Document excerpt
From this time forth the two brothers, Faizí and Abulfazl, were the chief confidants of the Emperor in his schemes for the regeneration and consolidation of the empire. He caused them both to enter the military service, as the service which best secured their position at court. They generally accompanied him in his various expeditions, and whilst they suggested reforms in the land and revenue systems, they were at hand always to give advice and support to the views of the sovereign.
Meanwhile Akbar was preparing, in accordance with the genius of the age, and with the sentiments of the people over whom he ruled, to draw up and promulgate a religious code such as, he thought, would commend itself to the bulk of his people. The chief feature of this code, which he called Dín-í-Iláhí, or 'the Divine faith,' consisted in the acknowledgment of one God, and of Akbar as his Khalífah, or vicegerent on earth. The Islámite prayers were abolished as being too narrow and wanting in comprehension, and in their place were substituted prayers of a more general character, based on those of the Pársís, whilst the ceremonial was borrowed from the Hindus. The new era or date, which was introduced in all the government records, and also in the feasts observed by the Emperor, was exclusively Pársí. These observances excited little open opposition from the Muhammadans, but the bigoted and hot-headed amongst them did not the less feel hatred towards the man whom they considered the principal adviser of the sovereign. They displayed great jealousy, moreover, regarding the admission of Hindu princes and nobles to high commands in the army and influential places at court. It was little to them that these men, men like Bhagwán Dás, Mán Singh, Todar Mall, Bírbal, were men of exceptional ability. They were Hindus, and, on that account and on that alone, the Muhammadan historians could not bring themselves to mention their names without sneering at their religion, and at the fate reserved for them in another world.
The inquiring nature of the mind of Akbar was displayed by the desire he expressed to learn something tangible regarding the religion of the Portuguese, then settled at Goa. He directed Faizí to have translated into Persian a correct version of the New Testament, and he persuaded a Jesuit priest, Padre Rodolpho Aquaviva, a missionary from Goa, to visit Agra.

Given problem 1
Write out the passage of the text on Akbar starting at "The inquiring nature" and ending at "to visit Agra.".
The listing has no connection to the text on Akbar.

Dataset excerpts
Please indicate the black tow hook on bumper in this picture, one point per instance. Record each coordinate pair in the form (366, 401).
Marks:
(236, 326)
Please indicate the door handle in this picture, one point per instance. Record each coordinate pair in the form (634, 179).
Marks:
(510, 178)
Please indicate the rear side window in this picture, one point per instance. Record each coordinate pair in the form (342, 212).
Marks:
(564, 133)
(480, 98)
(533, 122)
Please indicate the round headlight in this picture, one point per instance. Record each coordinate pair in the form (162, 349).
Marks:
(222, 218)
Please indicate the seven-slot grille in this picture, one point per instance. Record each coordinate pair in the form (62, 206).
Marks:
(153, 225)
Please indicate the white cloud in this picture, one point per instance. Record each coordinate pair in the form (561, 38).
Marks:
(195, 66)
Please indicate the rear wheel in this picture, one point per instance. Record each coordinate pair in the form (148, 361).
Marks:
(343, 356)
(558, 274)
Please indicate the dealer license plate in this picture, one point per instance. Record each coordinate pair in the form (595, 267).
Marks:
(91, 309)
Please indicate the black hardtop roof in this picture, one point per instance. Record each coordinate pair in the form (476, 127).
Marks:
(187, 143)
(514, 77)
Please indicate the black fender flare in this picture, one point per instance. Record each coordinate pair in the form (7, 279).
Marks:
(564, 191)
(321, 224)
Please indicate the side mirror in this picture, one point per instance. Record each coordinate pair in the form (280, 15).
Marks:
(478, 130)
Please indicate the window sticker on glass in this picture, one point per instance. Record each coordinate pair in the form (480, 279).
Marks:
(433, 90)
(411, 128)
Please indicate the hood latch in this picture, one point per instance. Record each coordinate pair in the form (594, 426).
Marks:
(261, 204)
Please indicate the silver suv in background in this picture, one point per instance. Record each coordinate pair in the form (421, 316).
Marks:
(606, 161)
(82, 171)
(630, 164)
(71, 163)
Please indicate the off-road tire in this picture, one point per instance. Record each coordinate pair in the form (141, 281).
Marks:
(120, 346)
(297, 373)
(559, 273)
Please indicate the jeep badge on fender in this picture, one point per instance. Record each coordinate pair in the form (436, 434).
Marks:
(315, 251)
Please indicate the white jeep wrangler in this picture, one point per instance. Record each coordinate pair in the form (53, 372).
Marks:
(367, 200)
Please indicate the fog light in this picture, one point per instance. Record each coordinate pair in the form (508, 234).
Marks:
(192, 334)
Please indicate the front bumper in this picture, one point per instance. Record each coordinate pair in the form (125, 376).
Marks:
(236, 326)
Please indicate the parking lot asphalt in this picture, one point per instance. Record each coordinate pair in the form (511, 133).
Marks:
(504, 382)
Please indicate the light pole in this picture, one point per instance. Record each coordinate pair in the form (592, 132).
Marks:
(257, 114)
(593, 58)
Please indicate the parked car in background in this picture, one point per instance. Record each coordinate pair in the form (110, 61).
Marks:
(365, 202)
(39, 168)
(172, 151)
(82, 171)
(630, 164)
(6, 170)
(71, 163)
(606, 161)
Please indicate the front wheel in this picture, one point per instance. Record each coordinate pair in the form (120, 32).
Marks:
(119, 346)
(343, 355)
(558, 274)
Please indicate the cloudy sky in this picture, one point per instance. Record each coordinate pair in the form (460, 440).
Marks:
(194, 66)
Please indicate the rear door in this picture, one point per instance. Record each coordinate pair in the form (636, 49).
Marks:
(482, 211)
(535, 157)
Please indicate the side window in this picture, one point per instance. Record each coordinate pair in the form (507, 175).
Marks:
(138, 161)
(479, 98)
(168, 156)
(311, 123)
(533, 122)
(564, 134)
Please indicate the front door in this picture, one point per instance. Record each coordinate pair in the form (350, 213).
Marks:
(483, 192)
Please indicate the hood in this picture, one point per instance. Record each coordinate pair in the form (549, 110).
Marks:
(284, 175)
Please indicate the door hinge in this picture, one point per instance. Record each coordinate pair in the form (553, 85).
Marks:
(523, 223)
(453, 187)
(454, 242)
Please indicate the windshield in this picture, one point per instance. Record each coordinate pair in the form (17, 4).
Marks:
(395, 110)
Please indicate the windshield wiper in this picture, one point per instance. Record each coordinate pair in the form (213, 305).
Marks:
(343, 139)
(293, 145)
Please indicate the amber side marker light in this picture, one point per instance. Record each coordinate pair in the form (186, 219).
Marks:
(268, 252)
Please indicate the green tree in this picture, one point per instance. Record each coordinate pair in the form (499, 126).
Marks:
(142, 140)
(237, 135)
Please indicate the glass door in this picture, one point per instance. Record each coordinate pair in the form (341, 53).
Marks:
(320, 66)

Given problem 2
Reproduce only the lines of the listing starting at the line that contains "Please indicate the cloudy" and ending at the last line of the listing, renaming "windshield" to "windscreen" and leaving everything else unchanged.

Right answer 1
The inquiring nature of the mind of Akbar was displayed by the desire he expressed to learn something tangible regarding the religion of the Portuguese, then settled at Goa. He directed Faizí to have translated into Persian a correct version of the New Testament, and he persuaded a Jesuit priest, Padre Rodolpho Aquaviva, a missionary from Goa, to visit Agra.

Right answer 2
Please indicate the cloudy sky in this picture, one point per instance. Record each coordinate pair in the form (460, 440).
Marks:
(194, 66)
Please indicate the rear door in this picture, one point per instance. Record each coordinate pair in the form (636, 49).
Marks:
(482, 211)
(535, 157)
Please indicate the side window in this picture, one point per instance. Record each coordinate pair in the form (507, 175).
Marks:
(138, 161)
(479, 98)
(168, 156)
(311, 123)
(533, 122)
(564, 134)
Please indicate the front door in this picture, one point per instance. Record each coordinate pair in the form (350, 213).
Marks:
(483, 192)
Please indicate the hood in this picture, one point per instance. Record each coordinate pair in the form (549, 110).
Marks:
(284, 175)
Please indicate the door hinge in this picture, one point per instance. Record each coordinate pair in the form (553, 85).
Marks:
(523, 223)
(453, 187)
(454, 242)
Please indicate the windscreen in this picture, one point per instance. Record each coordinate pair in the form (17, 4).
Marks:
(395, 110)
Please indicate the windscreen wiper in this picture, one point per instance. Record each coordinate pair in the form (213, 305).
Marks:
(343, 139)
(293, 145)
Please indicate the amber side marker light in this picture, one point per instance. Record each coordinate pair in the form (186, 219).
Marks:
(268, 252)
Please indicate the green tree in this picture, one point per instance. Record each coordinate pair in the form (499, 126).
Marks:
(142, 140)
(237, 135)
Please indicate the glass door in this picture, one point per instance. Record each coordinate pair in the form (341, 53).
Marks:
(320, 66)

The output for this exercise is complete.